# [Requirement]
Transcribe all of the material exactly, except for its pictures.
[Start Listing]
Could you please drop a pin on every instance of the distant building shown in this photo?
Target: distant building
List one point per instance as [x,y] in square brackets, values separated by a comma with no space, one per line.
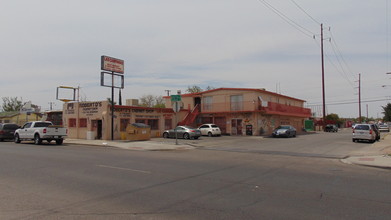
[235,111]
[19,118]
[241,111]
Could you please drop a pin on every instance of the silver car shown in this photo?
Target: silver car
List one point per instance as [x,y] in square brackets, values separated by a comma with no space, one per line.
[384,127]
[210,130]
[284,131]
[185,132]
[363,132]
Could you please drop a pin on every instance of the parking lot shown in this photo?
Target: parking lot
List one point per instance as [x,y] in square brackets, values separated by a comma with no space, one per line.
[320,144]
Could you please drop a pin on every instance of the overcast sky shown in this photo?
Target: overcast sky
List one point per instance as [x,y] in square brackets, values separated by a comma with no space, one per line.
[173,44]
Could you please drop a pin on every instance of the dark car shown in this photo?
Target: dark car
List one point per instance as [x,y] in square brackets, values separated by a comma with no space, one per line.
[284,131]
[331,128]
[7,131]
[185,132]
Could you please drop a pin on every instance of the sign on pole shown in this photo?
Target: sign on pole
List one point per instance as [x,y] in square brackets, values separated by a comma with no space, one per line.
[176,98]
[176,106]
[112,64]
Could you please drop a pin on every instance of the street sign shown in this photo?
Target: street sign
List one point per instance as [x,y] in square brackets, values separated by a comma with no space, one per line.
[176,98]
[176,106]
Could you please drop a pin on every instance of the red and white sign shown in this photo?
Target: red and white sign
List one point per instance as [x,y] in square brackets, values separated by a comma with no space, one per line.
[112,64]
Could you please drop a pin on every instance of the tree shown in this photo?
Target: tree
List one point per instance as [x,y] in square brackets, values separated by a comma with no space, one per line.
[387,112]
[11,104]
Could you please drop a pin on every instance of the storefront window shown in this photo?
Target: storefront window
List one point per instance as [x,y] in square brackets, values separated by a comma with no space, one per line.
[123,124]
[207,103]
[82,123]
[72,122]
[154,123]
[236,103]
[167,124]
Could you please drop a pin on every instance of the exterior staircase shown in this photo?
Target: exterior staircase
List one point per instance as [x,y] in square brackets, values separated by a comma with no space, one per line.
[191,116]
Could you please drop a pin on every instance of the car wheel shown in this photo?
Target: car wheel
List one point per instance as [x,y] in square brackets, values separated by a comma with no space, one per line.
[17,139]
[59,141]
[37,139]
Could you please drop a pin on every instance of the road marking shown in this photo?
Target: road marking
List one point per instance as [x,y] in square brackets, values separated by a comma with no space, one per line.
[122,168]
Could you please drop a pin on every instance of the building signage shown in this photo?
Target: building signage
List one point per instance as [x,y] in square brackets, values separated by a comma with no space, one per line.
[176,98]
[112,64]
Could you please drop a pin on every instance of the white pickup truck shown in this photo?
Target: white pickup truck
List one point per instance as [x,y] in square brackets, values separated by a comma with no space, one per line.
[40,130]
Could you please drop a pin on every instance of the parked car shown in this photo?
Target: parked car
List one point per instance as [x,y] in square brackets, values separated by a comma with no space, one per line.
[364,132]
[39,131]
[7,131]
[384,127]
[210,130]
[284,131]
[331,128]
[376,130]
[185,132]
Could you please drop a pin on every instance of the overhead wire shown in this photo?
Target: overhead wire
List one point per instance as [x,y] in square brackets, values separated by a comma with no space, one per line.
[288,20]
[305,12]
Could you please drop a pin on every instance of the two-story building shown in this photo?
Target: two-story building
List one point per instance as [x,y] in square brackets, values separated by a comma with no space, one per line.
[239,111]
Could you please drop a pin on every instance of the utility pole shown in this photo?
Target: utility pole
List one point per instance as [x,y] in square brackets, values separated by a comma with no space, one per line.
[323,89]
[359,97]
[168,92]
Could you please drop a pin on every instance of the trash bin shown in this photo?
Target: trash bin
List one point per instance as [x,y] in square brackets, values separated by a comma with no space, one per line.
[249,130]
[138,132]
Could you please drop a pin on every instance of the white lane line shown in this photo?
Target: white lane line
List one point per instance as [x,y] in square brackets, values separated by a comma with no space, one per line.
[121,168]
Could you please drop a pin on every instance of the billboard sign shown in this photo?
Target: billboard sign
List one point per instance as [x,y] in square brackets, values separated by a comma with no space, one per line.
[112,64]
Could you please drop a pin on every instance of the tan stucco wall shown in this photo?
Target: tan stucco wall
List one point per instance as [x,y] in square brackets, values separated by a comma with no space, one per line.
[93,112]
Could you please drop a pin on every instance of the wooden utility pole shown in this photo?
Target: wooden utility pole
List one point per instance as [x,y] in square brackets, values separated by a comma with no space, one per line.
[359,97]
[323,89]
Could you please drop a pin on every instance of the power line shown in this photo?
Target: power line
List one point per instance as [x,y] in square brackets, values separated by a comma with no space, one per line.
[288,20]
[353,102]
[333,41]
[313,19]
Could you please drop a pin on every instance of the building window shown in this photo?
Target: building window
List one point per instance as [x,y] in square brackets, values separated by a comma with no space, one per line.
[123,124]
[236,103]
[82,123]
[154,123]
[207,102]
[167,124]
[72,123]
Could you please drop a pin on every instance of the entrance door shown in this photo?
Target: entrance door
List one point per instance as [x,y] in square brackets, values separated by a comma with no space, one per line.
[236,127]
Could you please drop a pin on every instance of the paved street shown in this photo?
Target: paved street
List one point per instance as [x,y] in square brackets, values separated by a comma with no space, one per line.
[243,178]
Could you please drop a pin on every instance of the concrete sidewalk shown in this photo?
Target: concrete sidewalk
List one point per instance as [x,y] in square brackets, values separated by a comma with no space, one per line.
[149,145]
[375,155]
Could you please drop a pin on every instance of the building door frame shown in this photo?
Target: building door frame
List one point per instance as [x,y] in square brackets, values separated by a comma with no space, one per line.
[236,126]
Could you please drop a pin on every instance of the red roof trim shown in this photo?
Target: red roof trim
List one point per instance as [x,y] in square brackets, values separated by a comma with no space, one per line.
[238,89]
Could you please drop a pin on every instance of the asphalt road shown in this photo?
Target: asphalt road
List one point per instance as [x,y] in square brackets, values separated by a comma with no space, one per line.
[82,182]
[End Listing]
# [Task answer]
Could you please drop a pin on every instance of the distant building shown in this photo?
Target: distant building
List one point per instance as [x,y] in square brackets, values separated by a comma with no space, one per line.
[235,111]
[19,118]
[241,111]
Could you please drop a pin on every instance of the silver car shown in this photo?
Target: silver car
List one point per instance as [x,y] in square brackets, values separated by a comma with no space, one per line.
[384,127]
[210,130]
[284,131]
[185,132]
[363,132]
Could you please drop a pin on every instance of the parking lot shown in this photo?
Target: parking lot
List one point per instance as [x,y] in square brackets, values separated by a comma with no space, one per line.
[320,144]
Could you please drop a pin on every instance of the overcast sky shown in this photo?
Target: overcast sky
List one point per instance as [x,y] in square brackets, values separated by a comma with no space, one per line.
[173,44]
Could you please drop a pin on every instance of the dark car shown in this photo?
Target: dark car
List one point per instance as [x,y] in square brackets, values separated by a comma with no space, one per line.
[284,131]
[331,128]
[7,131]
[185,132]
Could you please drop a pin on every instance of the sign on pole shown in this photo?
Target: sign on pole
List one point per instance as [x,y] in square brackets, values separated by a comma with no space, one per line.
[176,98]
[176,106]
[112,64]
Could you please drop a pin on every instance of the street sign shown in this photo?
Target: street sign
List one point per instance as [x,y] in square brackets, values separated by a comma with no space, one per line.
[176,98]
[176,106]
Could you please drop a pin on every instance of the red and white sign shown in this photo?
Target: red and white sign
List one point per instance as [x,y] in square brackets, values separated by a comma with no space, one per line.
[112,64]
Could you please drop a pin on every instance of the tree shown in this photo?
Target: tree
List one point per instance as [x,y] in square brackets, values separated by a comma with no space, one per line.
[387,112]
[11,104]
Could you please drop a pin on every instance of the storefront window shown in this photo?
Target: storefront window
List one point per instance as [x,y] in square brackets, values separated by a comma with no space, one per line.
[123,124]
[207,103]
[82,123]
[72,122]
[154,123]
[236,103]
[167,124]
Could you please drop a pin on every instance of the exterior staircase shown in this photo?
Target: exterior staircase
List one point per instance as [x,y] in square brackets, values separated by a comma with no space, one per line.
[191,116]
Could you please drop a pin on every instance of the car wheel shown in this photo?
Target: car wheel
List one point per instance as [x,y] in square brackets, values separated by a comma with no space, one per line.
[17,139]
[59,141]
[37,139]
Could you please drop a pin on every instance of the road marking shown in this photo?
Target: road marking
List one point per instance as [x,y] in square brackets, values separated by a comma with no space, one per line.
[122,168]
Could you please drop a pin on every instance of the building signage shown in this photo?
Target: building signage
List one point per instance as [x,y] in square brackets, values separated by a comma with no space, one per line.
[176,98]
[112,64]
Could you please drop a pin on every instance of the white pickup truck shown in this photo?
Target: white pickup truck
List one point per instance as [x,y] in square brackets, values separated by a comma with no space, one per line.
[40,130]
Could you please drop a pin on every instance of the parked car shown in this photo?
Target: parked car
List one point per instance as [x,y] in square brackets, values separated by a comma with no space, one per line.
[364,132]
[39,131]
[7,131]
[384,127]
[210,130]
[284,131]
[331,128]
[376,130]
[185,132]
Could you please drop a pin on every instance of the overhead wire shown in this photo?
Target: overhead wire
List one point per instance as [x,y] in square brackets, values separated by a comma with no space, one per line.
[288,20]
[305,12]
Could you please drop a pin on every instance of the two-story building shown in this photo?
Target: two-story building
List one point per instance as [x,y] in square brackets, values separated by a comma with no space, one per line.
[239,111]
Could you please drop a pin on every instance of the utility pole shown in this photo?
Target: utility pole
List one point per instance as [x,y] in square brackets, values separated by a comma with no space, one per line.
[323,89]
[359,97]
[168,92]
Could you please drop a pin on every instance of the trash bin shown in this photo?
Target: trash bin
List one point per instance as [x,y] in square brackets, values separated by a comma with no space, one per line.
[249,130]
[138,132]
Could you please drop a pin on every instance of the white lane line shown in this photo?
Target: white lane line
List one point per instance as [x,y] in square brackets, values separated by a comma with no space, one per line.
[121,168]
Could you please drop a pin on every instance of the billboard sign shown in this photo?
Target: billboard sign
List one point per instance as [x,y] in square brackets, values separated by a comma with no space, one per line.
[112,64]
Could you please drop a pin on every instance of the tan stucco wall shown in this photo?
Target: tan stucco wall
List one point per instance as [x,y] in square brackets, values separated by a comma with no space, one per line.
[93,112]
Could you please drop a pin on every instance of the wooden utility pole shown in this photo?
Target: wooden utility pole
List one point per instance as [x,y] in square brackets, values separated by a comma with no space, one per line.
[359,97]
[323,89]
Could you please drop a pin on every instance of the power line shown in this photo?
Target: power line
List one point per instance as [x,y] in square brackets, values separated by a comma with no space, one per line.
[288,20]
[353,102]
[333,41]
[313,19]
Could you please drop a pin on every instance of the building window shown in this photo?
Target: building window
List one point per instance as [x,y] in square brackets, values separated by a comma with no space, one per line.
[123,124]
[236,103]
[82,123]
[154,123]
[207,102]
[167,124]
[72,123]
Could you please drop a pin on every instance of the entrance door shown in this photo?
Target: entrance door
List one point per instance as [x,y] in square brackets, values separated by a comma with no space, one per line.
[236,127]
Could you please drop a pin on every instance of the paved street shown in this photo?
Target: paved street
List one point per instance as [x,y] in square brackets, values separated by a comma with no space, one per line.
[243,178]
Could you please drop a pin on every instance of the concrete sidewalk shown in this photo?
Target: concrete sidewalk
List one point per instance as [x,y] in square brackets, values separated by a comma with no space, one per line.
[149,145]
[375,155]
Could you please drop a pin on every instance of the building door frame shown in this photo?
Target: building door frame
List one point per instance as [x,y] in square brackets, values separated by a comma with no space, one per line.
[236,126]
Could you please drop a pin on every instance of the red roof trim shown in this photo?
Target: red roof trim
List one point per instance as [x,y] in square brackets, values separated by a comma with no space, one per line.
[238,89]
Could you please drop a pin on every instance of the asphalt road shown in this photo?
Target: asphalt road
List one point per instance as [x,y] in square brackets, values separated by a comma with no space, one per line.
[82,182]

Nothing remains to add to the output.